▶ **Activity 1**
Answer these questions from the passage on the 18th Reconnaissance Regiment:
(a) In which city is the regiment based?
(b) On what date was the regiment formed?
(c) Who presented the regiment with its regimental standard on 30 June 2011?
▶ **Activity 2**
Write out the part of the passage on the 18th Reconnaissance Regiment from "18th Reconnaissance Regiment (18" to "three reconnaissance regiments.", copying it word for word.

18th Reconnaissance Regiment (18 Pułk Rozpoznawczy) is a unit of the Polish Land Forces and is based in Białystok. It was formed from the former 18th Territorial Defense Battalion, which in turn was the former 18th Mechanized Brigade. It is the most recently formed unit of the Polish army, and one of three reconnaissance regiments.

==History==
On 23 April 2009 the Polish Minister of National Defense, Bogdan Klich, announced that the 18th Territorial Defense Battalion would be reorganized to create a reconnaissance regiment. The 18th Reconnaissance Regiment was formed on 1 July 2009. On 15 October 2009 the 18th Reconnaissance Regiment was authorised to use the standard of the 18th Territorial Defense Battalion until 15 August 2010.

On 11 November 2010, representatives of the 18th Reconnaissance Regiment, on behalf of the Minister of National Defense Bogdan Klich, paid tribute at the grave of the late ordinary orthodox archbishop of the Polish Army, Miron Chodakowski. The delegation was composed of the regimental commander Lieutenant Colonel Chris Lenkiewicz, Major Slawomir Ratyński and Captain Jan Busłowicz. The ceremony took place in the crypt church of the Annunciation of the Virgin Mary located in Supraśl, near Bialystok.

On 30 June 2011, the regiment received its regimental standard from Polish President Bronislaw Komorowski at a ceremony in Kosciuszko Square, Białystok before the monument to Marshal Józef Piłsudski. In late 2012 the regiment was posted to Afghanistan as part of the 12th rotation of the Polish Military Contingent there. It was proposed in 2014 that the model used to form the 18th Reconnaissance Regiment be used to establish further units and form a new reconnaissance brigade to be stationed in North-West Poland. The regiment took part in the Lynx 15 military exercises in December 2015.

Source records
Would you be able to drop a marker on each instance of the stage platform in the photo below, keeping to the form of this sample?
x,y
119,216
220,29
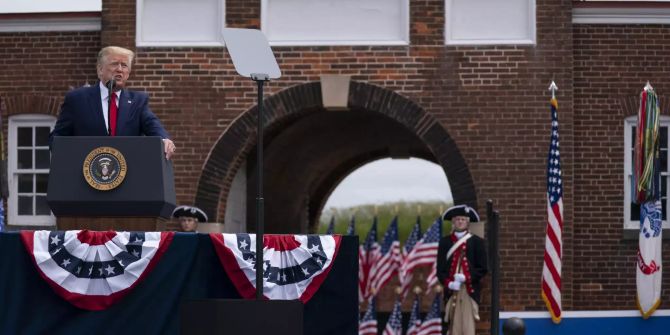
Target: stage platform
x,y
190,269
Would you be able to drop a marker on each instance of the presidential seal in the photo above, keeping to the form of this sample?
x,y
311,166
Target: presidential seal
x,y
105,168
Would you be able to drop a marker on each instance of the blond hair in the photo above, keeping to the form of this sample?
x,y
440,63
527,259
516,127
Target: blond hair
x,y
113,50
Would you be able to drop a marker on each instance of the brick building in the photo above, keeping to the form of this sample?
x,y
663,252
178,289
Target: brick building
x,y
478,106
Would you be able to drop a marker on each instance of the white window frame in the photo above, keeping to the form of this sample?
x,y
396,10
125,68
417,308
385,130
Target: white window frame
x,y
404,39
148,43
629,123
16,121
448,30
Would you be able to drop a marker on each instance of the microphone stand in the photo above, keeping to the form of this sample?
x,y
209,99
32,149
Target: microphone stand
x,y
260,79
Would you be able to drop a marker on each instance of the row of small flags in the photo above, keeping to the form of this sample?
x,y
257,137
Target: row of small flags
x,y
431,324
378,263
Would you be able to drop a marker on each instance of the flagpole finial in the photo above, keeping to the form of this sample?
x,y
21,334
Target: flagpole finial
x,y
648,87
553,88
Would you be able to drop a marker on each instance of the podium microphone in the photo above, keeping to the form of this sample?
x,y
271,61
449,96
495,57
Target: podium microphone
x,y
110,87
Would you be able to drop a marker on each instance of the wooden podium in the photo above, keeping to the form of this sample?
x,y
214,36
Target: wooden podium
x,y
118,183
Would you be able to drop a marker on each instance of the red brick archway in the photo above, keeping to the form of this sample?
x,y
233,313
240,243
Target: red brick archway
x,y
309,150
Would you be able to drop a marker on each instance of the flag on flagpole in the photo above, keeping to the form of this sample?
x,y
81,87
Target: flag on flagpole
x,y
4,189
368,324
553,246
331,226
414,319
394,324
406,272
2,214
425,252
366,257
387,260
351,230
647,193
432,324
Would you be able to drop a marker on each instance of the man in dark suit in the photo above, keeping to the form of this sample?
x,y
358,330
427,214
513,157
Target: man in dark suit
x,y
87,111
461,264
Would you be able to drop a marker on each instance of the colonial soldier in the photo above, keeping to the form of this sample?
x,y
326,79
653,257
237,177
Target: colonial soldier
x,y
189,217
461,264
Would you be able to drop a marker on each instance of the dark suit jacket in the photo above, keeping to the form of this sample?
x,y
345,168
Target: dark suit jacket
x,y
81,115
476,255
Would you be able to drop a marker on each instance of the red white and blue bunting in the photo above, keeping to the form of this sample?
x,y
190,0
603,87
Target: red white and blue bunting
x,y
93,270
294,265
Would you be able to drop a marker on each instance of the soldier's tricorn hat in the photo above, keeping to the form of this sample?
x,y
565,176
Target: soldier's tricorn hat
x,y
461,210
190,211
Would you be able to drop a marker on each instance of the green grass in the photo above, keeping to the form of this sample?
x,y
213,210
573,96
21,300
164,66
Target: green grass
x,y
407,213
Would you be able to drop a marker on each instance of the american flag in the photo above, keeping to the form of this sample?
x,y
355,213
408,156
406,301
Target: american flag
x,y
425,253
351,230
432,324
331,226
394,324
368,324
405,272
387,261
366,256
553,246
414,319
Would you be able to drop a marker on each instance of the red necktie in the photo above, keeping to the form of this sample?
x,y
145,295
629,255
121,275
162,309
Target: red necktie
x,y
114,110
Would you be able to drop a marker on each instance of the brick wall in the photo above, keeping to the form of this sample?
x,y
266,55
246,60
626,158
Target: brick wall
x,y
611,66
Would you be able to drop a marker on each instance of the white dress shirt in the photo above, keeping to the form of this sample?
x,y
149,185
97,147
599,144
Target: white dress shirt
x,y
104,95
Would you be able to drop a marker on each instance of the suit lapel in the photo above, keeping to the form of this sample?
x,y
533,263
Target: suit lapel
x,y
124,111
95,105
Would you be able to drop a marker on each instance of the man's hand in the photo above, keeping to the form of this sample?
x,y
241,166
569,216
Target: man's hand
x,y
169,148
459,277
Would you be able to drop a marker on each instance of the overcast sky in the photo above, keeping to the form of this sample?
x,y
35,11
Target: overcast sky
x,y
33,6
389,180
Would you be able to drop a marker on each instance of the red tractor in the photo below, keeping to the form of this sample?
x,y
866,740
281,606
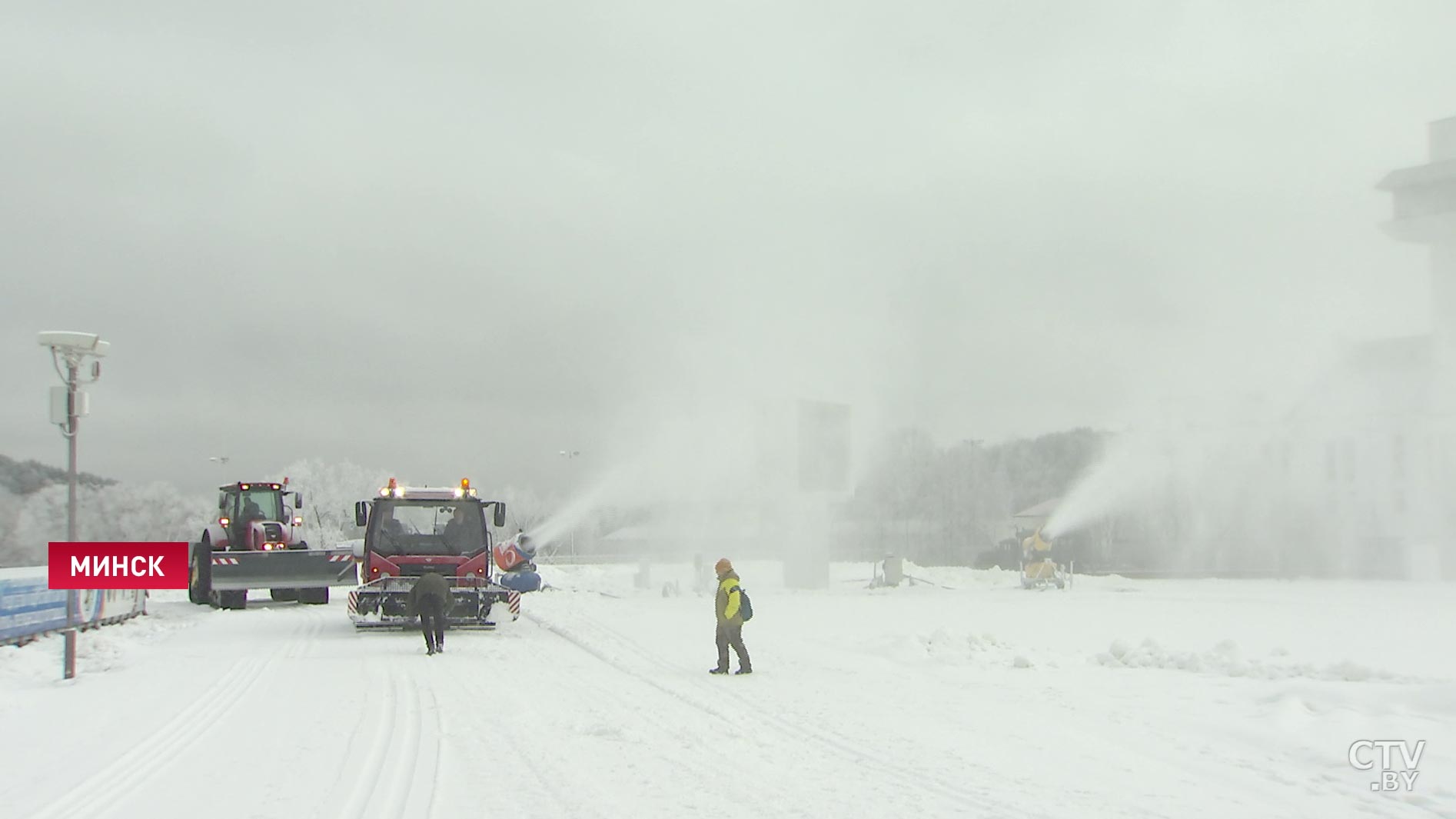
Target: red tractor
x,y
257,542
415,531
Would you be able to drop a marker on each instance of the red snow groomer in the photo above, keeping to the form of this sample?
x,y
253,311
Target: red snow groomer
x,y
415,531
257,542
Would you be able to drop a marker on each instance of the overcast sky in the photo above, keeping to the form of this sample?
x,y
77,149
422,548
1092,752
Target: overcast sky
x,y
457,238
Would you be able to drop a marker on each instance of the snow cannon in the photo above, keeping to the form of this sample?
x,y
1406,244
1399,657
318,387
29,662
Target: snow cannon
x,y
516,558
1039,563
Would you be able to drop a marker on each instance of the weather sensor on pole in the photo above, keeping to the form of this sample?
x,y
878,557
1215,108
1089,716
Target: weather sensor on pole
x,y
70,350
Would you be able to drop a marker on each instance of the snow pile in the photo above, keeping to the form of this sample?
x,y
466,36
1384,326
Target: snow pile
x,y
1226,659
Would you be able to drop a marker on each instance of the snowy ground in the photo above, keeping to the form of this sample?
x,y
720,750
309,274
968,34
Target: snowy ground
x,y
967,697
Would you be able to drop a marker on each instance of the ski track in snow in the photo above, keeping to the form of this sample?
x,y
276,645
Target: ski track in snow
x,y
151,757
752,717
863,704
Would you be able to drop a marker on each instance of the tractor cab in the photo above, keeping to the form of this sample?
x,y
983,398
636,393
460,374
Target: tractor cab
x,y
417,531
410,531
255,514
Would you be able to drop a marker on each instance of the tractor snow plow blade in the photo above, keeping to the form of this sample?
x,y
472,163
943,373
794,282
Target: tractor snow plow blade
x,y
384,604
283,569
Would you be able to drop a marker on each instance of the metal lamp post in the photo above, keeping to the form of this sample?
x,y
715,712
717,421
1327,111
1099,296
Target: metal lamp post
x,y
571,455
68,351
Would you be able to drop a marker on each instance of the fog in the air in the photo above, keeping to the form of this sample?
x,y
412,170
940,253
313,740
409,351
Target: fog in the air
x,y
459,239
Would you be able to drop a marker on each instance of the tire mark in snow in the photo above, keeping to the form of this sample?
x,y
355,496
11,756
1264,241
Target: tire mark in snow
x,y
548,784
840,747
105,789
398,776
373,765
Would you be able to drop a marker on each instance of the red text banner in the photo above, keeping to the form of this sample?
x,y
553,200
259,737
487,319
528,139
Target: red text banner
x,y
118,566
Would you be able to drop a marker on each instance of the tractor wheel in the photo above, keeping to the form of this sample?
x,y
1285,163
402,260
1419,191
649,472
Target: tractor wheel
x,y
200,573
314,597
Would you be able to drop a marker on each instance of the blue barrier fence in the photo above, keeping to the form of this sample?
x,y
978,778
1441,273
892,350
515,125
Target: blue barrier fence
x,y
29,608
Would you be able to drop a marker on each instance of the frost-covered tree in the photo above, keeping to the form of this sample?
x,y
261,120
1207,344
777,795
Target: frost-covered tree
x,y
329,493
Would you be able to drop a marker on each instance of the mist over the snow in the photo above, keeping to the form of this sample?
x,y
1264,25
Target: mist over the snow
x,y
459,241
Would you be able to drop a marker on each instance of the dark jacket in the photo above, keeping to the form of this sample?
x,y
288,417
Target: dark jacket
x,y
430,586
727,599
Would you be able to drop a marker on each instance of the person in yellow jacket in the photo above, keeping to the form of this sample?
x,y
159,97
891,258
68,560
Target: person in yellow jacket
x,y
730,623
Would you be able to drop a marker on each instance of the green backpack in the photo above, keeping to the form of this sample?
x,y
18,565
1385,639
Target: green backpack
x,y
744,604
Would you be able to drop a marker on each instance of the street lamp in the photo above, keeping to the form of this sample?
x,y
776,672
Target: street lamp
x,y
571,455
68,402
---
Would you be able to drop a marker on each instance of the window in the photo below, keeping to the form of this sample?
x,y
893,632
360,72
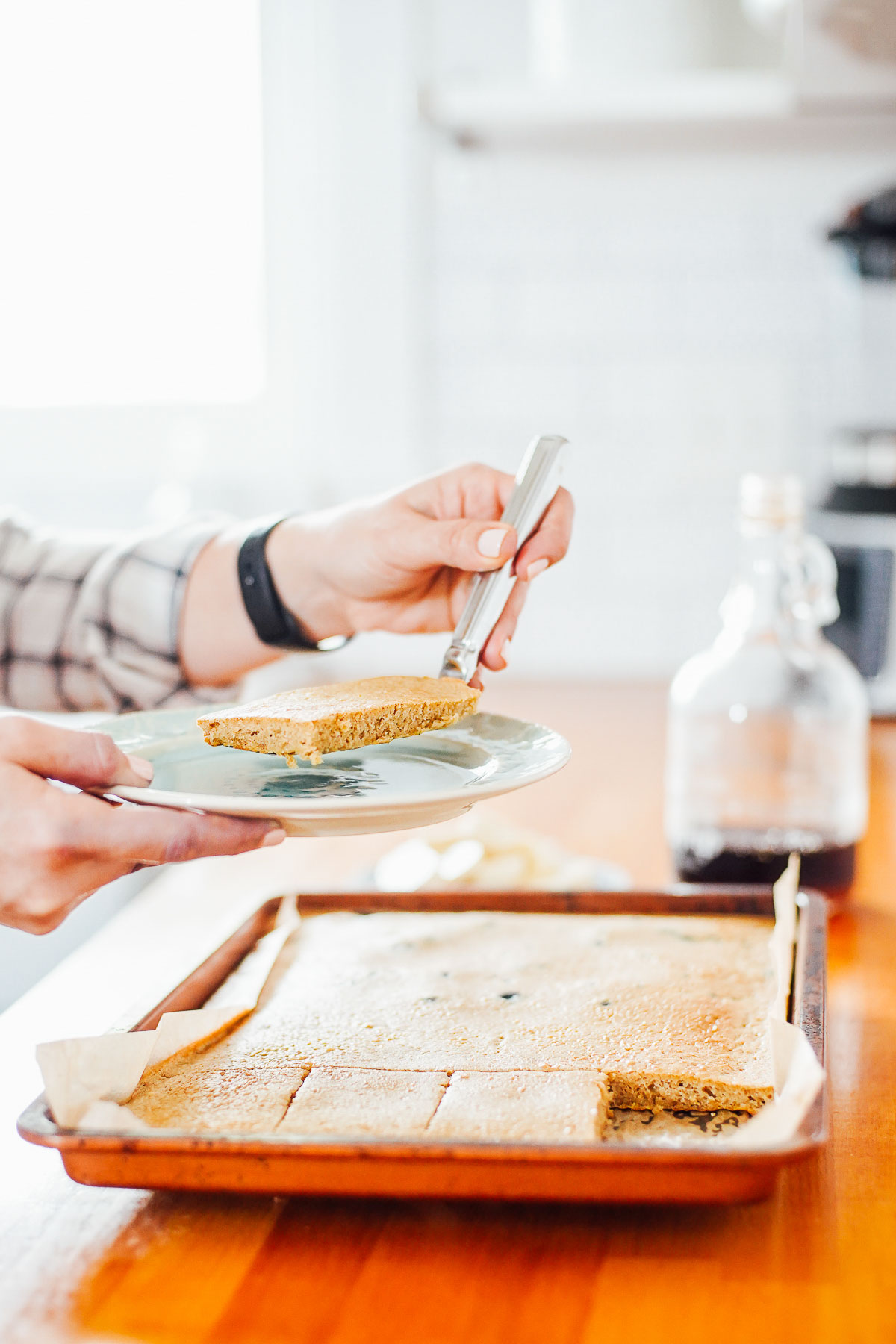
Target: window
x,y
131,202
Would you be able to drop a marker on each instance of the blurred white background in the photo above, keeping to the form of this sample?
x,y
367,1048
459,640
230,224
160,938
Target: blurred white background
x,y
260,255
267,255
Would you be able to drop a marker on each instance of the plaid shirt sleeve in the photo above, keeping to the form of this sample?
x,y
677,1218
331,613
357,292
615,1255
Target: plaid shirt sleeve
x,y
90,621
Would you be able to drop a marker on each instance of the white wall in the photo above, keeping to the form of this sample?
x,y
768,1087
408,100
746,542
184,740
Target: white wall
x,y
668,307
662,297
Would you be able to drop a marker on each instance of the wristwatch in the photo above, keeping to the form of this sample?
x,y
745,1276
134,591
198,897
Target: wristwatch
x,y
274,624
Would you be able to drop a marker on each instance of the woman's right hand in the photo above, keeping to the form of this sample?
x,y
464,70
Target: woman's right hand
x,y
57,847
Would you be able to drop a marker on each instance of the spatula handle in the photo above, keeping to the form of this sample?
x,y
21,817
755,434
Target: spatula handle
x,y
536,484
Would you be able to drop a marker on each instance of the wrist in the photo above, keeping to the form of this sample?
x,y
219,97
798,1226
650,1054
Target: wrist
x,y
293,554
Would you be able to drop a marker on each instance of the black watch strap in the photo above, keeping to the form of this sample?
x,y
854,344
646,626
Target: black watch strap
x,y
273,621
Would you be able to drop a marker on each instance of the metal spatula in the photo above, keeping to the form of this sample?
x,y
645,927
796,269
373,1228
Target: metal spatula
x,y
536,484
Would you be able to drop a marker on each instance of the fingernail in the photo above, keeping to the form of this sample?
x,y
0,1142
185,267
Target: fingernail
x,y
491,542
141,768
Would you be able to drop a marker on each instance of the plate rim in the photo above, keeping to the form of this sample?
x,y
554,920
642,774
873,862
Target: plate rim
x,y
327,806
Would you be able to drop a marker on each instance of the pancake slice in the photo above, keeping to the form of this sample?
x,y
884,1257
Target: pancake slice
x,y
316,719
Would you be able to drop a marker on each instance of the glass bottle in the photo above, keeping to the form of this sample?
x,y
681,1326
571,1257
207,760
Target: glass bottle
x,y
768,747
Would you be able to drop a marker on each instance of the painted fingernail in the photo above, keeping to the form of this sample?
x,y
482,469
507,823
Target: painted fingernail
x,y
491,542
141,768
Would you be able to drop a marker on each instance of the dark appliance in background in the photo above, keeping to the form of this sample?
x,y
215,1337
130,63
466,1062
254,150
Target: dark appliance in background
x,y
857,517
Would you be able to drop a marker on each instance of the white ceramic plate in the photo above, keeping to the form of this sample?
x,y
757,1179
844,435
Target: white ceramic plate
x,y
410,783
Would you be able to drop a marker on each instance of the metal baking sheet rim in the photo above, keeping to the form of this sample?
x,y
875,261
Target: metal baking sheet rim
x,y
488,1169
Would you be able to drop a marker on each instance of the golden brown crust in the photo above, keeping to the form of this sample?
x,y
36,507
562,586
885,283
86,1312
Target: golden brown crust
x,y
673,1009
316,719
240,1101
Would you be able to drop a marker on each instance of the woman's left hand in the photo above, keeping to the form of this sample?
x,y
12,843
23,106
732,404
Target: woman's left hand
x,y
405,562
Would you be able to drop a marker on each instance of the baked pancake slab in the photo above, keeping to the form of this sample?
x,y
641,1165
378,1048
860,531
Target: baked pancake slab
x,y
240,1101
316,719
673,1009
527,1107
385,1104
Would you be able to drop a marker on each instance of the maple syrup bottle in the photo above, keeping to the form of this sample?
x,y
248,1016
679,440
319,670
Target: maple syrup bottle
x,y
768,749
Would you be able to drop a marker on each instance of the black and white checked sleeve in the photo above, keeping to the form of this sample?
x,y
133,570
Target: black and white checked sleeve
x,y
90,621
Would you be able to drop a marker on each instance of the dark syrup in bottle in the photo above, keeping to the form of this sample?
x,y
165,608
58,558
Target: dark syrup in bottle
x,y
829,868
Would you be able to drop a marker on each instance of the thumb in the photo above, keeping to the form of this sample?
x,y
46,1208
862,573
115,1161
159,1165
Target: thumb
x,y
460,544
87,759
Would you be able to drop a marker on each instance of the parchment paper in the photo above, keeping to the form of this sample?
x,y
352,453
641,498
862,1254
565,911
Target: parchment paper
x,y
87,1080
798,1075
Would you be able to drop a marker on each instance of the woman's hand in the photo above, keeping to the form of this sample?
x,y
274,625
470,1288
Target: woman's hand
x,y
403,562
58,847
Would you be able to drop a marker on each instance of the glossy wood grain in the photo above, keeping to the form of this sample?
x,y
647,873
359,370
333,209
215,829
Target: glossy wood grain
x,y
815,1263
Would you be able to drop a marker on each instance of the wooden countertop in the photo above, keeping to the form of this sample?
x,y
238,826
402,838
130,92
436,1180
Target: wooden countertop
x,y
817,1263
...
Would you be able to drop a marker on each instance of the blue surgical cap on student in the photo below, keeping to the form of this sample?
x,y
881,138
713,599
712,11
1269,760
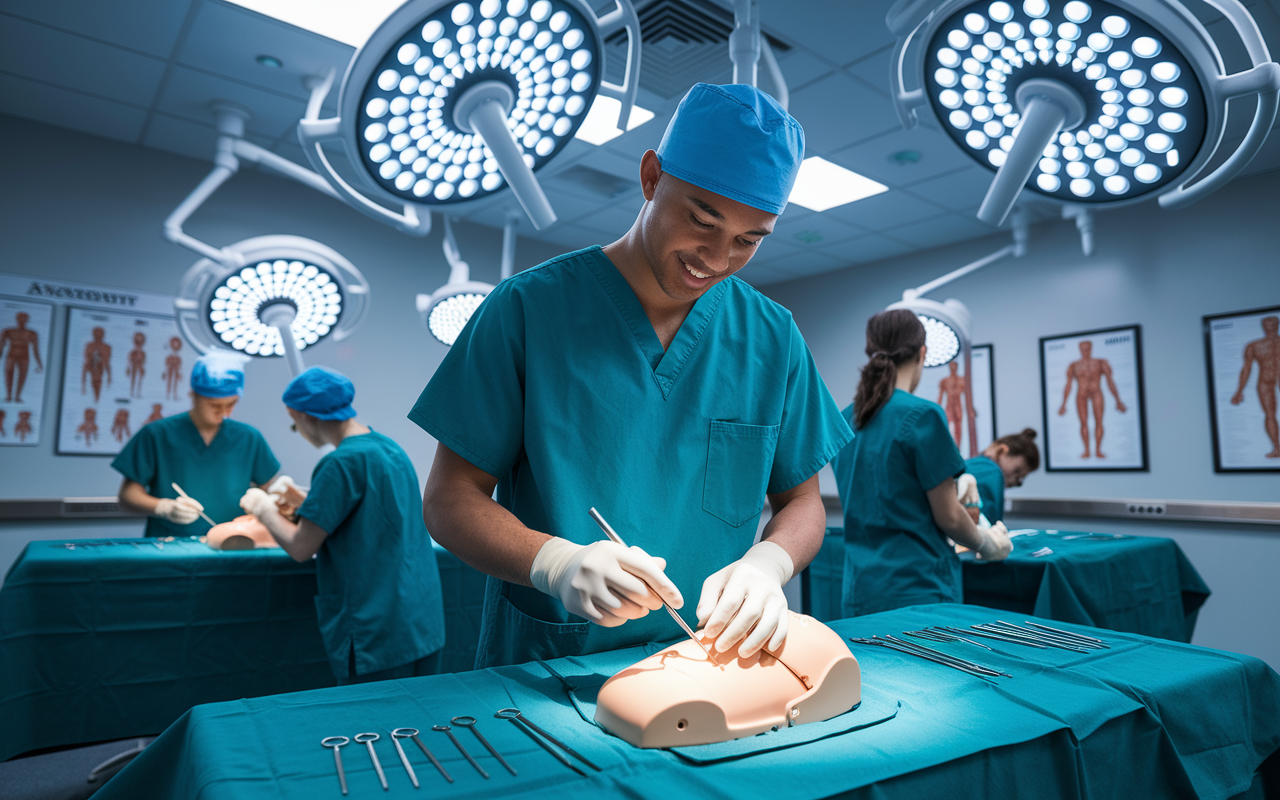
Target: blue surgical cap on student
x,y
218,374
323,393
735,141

▶ **Reply 1**
(a) Białystok
(b) 1 July 2009
(c) Polish President Bronislaw Komorowski

▶ **Reply 2**
18th Reconnaissance Regiment (18 Pułk Rozpoznawczy) is a unit of the Polish Land Forces and is based in Białystok. It was formed from the former 18th Territorial Defense Battalion, which in turn was the former 18th Mechanized Brigade. It is the most recently formed unit of the Polish army, and one of three reconnaissance regiments.